● **Short exercise a**:
Quote the listing word for word, everything from the line containing "of the <item>face</item>" down to the end of the listing.

Scott G. Bullock is an American lawyer who focuses on property rights issues such as eminent domain and civil forfeiture. He has been President and General Counsel at the Institute for Justice since 2016, a nonprofit libertarian public interest law firm. He represented Susette Kelo in Kelo v. City of New London, an eminent domain case decided by the Supreme Court in 2005. Bullock was a senior attorney before becoming the president of the institute and directed many cases on state and federal level. In 1994 he represented the institute in a forum on C-SPAN.

Education
Bullock was born in Guantanamo Bay, Cuba, and grew up in suburban Pittsburgh, Pennsylvania. He received his B.A. in economics and philosophy from Grove City College and his J.D. degree from the University of Pittsburgh School of Law. Bullock joined the Institute for Justice at its founding in 1991.

Career
Bullock was lead co-counsel in the 2005 Supreme Court case Kelo v. City of New London. After the decision by the high court to allow the City of New London to seize the homes and businesses of current residences to make room for a "90-acre office, hotel, and housing complex", Bullock said that it was "a sad day for the country and a sad day for the Constitution."

Bullock has also been successful in winning cases of lawsuits in New Jersey, Tennessee as well as in Mississippi.

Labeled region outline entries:
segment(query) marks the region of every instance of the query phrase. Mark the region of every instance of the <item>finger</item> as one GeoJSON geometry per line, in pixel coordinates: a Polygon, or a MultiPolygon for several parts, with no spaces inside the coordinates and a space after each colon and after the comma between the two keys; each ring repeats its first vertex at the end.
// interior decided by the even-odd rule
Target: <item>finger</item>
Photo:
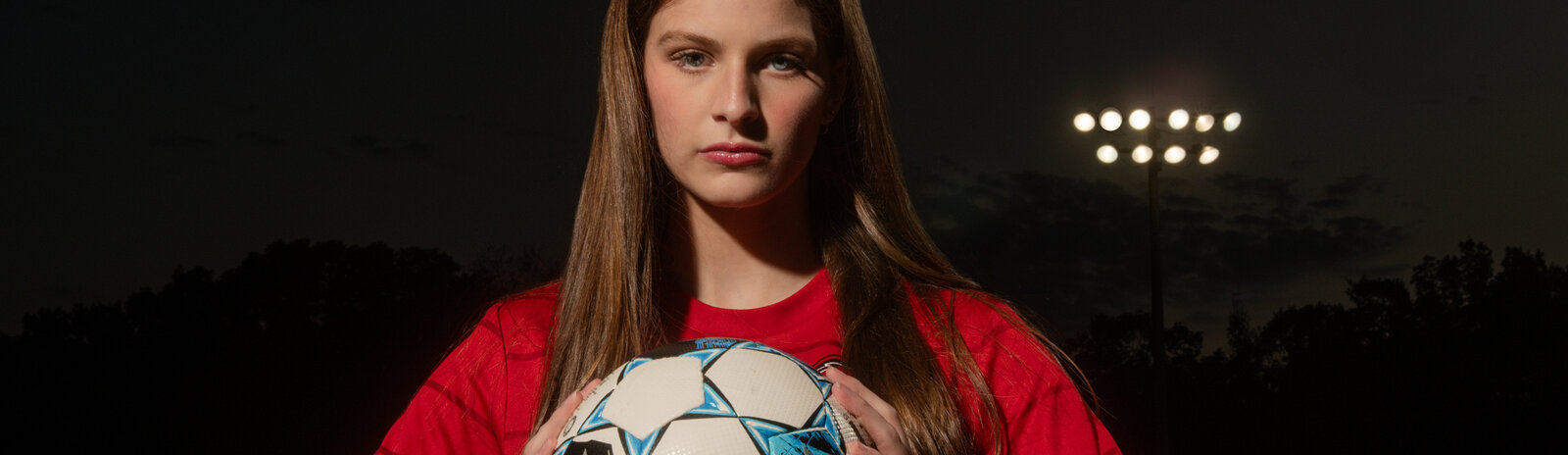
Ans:
{"type": "Polygon", "coordinates": [[[549,449],[554,449],[546,447],[546,444],[554,446],[555,436],[566,427],[566,419],[577,411],[577,406],[588,397],[588,391],[593,391],[597,384],[599,380],[588,381],[582,389],[566,395],[566,400],[561,400],[561,405],[555,406],[555,411],[550,411],[550,417],[544,420],[544,425],[539,425],[539,430],[533,433],[533,438],[528,438],[528,444],[524,446],[522,452],[533,455],[547,453],[549,449]]]}
{"type": "MultiPolygon", "coordinates": [[[[870,405],[872,410],[875,410],[877,414],[883,417],[883,420],[887,420],[891,424],[898,422],[898,410],[889,405],[881,397],[878,397],[877,392],[867,389],[866,384],[861,384],[861,380],[856,380],[855,377],[850,377],[839,369],[828,369],[828,380],[833,381],[834,384],[845,384],[851,392],[855,392],[855,395],[864,399],[866,403],[870,405]]],[[[902,433],[903,431],[900,431],[900,435],[902,433]]]]}
{"type": "Polygon", "coordinates": [[[855,417],[855,420],[861,424],[861,428],[866,430],[866,435],[861,435],[861,441],[870,441],[870,446],[873,447],[902,444],[897,425],[887,422],[887,419],[884,419],[881,413],[877,413],[877,410],[873,410],[866,399],[861,399],[859,394],[851,392],[842,383],[836,383],[833,384],[833,399],[839,402],[839,406],[844,406],[845,413],[850,413],[850,417],[855,417]]]}

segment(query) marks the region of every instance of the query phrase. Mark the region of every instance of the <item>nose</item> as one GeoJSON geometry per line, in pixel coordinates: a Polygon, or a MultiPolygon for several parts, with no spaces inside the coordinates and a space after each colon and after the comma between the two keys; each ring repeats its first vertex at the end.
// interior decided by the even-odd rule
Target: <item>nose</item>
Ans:
{"type": "Polygon", "coordinates": [[[762,116],[757,110],[757,85],[745,66],[731,66],[724,71],[713,97],[713,119],[729,122],[740,129],[746,122],[762,116]]]}

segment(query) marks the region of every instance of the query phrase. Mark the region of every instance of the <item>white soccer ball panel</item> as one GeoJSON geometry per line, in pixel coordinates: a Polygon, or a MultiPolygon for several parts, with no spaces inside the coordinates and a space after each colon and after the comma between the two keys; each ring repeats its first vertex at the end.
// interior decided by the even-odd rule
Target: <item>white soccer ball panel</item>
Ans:
{"type": "Polygon", "coordinates": [[[633,367],[604,405],[604,417],[638,439],[702,405],[702,362],[662,358],[633,367]]]}
{"type": "Polygon", "coordinates": [[[583,424],[588,422],[588,416],[599,408],[599,402],[602,402],[605,395],[615,391],[615,378],[621,375],[621,369],[626,369],[626,366],[616,367],[615,372],[610,372],[608,377],[599,381],[597,388],[593,388],[593,391],[588,392],[583,403],[577,405],[572,416],[566,419],[566,427],[561,428],[561,435],[555,438],[557,447],[566,442],[566,439],[571,439],[572,435],[582,433],[583,424]]]}
{"type": "Polygon", "coordinates": [[[760,453],[751,435],[735,417],[685,419],[670,422],[654,455],[760,453]]]}
{"type": "Polygon", "coordinates": [[[800,428],[822,405],[822,389],[817,388],[817,381],[795,361],[775,353],[729,350],[713,361],[707,377],[718,384],[739,416],[800,428]]]}

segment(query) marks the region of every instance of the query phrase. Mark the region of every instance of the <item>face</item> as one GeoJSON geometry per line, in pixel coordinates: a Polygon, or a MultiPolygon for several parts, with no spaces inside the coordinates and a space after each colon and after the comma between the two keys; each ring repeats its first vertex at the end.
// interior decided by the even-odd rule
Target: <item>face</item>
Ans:
{"type": "Polygon", "coordinates": [[[754,207],[801,190],[831,121],[823,44],[793,0],[674,0],[654,14],[643,77],[659,152],[691,198],[754,207]]]}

● **Short exercise b**:
According to the Scott G. Bullock biography, in what year did he join the Institute for Justice?

● **Reply a**:
segment(query) marks the region of every instance of the query phrase. Mark the region of every instance of the <item>face</item> as one GeoJSON geometry per line, in pixel coordinates: a Polygon, or a MultiPolygon for several parts, with no spaces inside the coordinates and a space after each colon and after the comma between the two keys; each ring repeats its first vertex at the end.
// interior decided by the even-odd rule
Target: <item>face</item>
Ans:
{"type": "Polygon", "coordinates": [[[754,207],[801,190],[831,121],[823,44],[793,0],[674,0],[654,14],[643,77],[659,152],[691,198],[754,207]]]}

● **Reply b**:
1991, at the institute's founding.